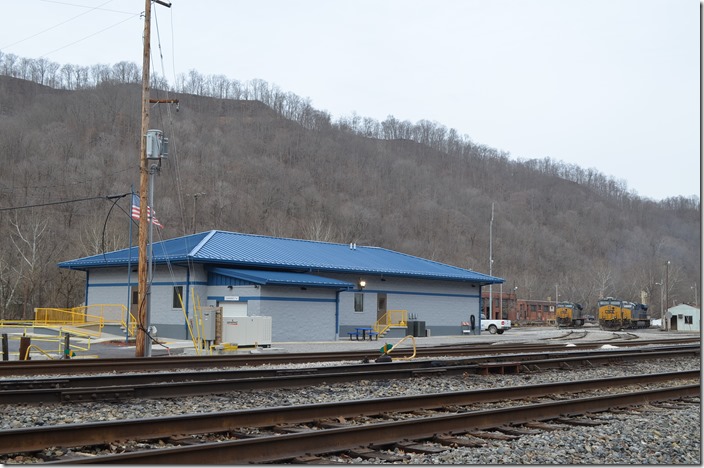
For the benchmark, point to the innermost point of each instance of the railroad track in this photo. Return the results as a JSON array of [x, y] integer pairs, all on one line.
[[76, 366], [360, 428], [122, 387]]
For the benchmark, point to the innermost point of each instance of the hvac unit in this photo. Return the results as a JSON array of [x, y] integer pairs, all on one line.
[[209, 324], [246, 331]]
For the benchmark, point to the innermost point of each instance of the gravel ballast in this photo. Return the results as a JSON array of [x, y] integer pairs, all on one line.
[[653, 435]]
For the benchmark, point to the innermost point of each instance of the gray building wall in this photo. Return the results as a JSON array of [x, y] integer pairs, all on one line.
[[442, 305], [298, 314]]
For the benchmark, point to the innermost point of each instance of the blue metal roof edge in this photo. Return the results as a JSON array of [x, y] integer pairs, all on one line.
[[261, 279], [205, 240]]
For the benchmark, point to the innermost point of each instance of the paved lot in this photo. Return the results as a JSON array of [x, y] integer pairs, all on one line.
[[114, 346]]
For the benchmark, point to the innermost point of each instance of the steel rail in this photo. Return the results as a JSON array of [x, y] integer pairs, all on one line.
[[283, 447], [75, 366], [74, 435], [327, 375], [202, 375]]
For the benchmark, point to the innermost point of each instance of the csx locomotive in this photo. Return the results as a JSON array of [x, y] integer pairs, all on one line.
[[568, 314], [615, 314]]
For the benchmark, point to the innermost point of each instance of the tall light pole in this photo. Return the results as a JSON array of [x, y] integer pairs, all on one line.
[[666, 325], [195, 197], [662, 313], [491, 259]]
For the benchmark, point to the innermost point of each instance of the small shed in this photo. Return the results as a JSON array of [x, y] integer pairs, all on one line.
[[683, 317]]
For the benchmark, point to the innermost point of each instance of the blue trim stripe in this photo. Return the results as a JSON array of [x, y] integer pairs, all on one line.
[[161, 283], [270, 298], [408, 293]]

TO DO -
Please rewrite every line of the records above as a JSON list of strings, one string per line, with blank lines skipped and the pictures left out.

ANSWER TO THE TASK -
[
  "For the benchmark, point to the innermost point of each instance of the railroad track in this photo. Return the results as a JSON array of [x, y] integer pairs, all on one line.",
  "[[76, 366], [360, 428], [122, 387]]",
  "For the benchmark, point to the innermost point of each instance of the hvac unit in this photo. Return the results as a JSON array of [x, y] integer pairs, all on one line.",
  "[[209, 324], [246, 331]]",
  "For the benchmark, point to the innermost point of each instance of the gravel ballast in this photo. Return the results as a JSON array of [x, y] integer pairs, all on one line.",
  "[[653, 435]]",
  "For the benchmark, point to the innermost point of each instance of the gray building wall in this photo. Return the results as a JSON array of [x, y] integer pairs, all on one line.",
  "[[442, 305], [298, 314]]",
  "For the benchmark, point to the innermost point of each instance of the blue metal roof edge in this photo. Return the results as a JSON array of [x, y] integer pairs, all on one line.",
  "[[261, 279], [205, 240]]",
  "For the benchmark, point to the innermost point of each instance of the paved lot in this photo. Return the results as a JSON array of [x, y] integer pairs, all on one line.",
  "[[114, 346]]",
  "For the benchmark, point to the innermost point of each instance of the steel rail in this photo. Return the results as a JSON array of [x, y] integer pairs, all on one line.",
  "[[283, 447], [75, 366], [74, 435], [327, 375], [202, 375]]",
  "For the benchmark, point to the innermost point of each instance of the csx locomotive in this photo. Return the results as a JSON array of [x, y] integer pairs, all on one line.",
  "[[568, 314], [615, 314]]",
  "For the benchmark, point to the innermost point of each instance of the tall light pole in this photo. Return the results as a JSON array of [x, y] integer pairs, all on one line.",
  "[[666, 325], [195, 197], [662, 313], [491, 259]]",
  "For the benchmark, point to the innermost point of each instance of the small shed in this photo. Return the results as a JSON array of [x, y] integer pairs, all on one line.",
  "[[683, 317]]",
  "For the benchmark, point to the innermost point of each instance of the blue trim stripe in this photo. Return the results as a JSON array of [x, y] integer pairs, all on one line.",
  "[[161, 283], [270, 298], [408, 293]]"
]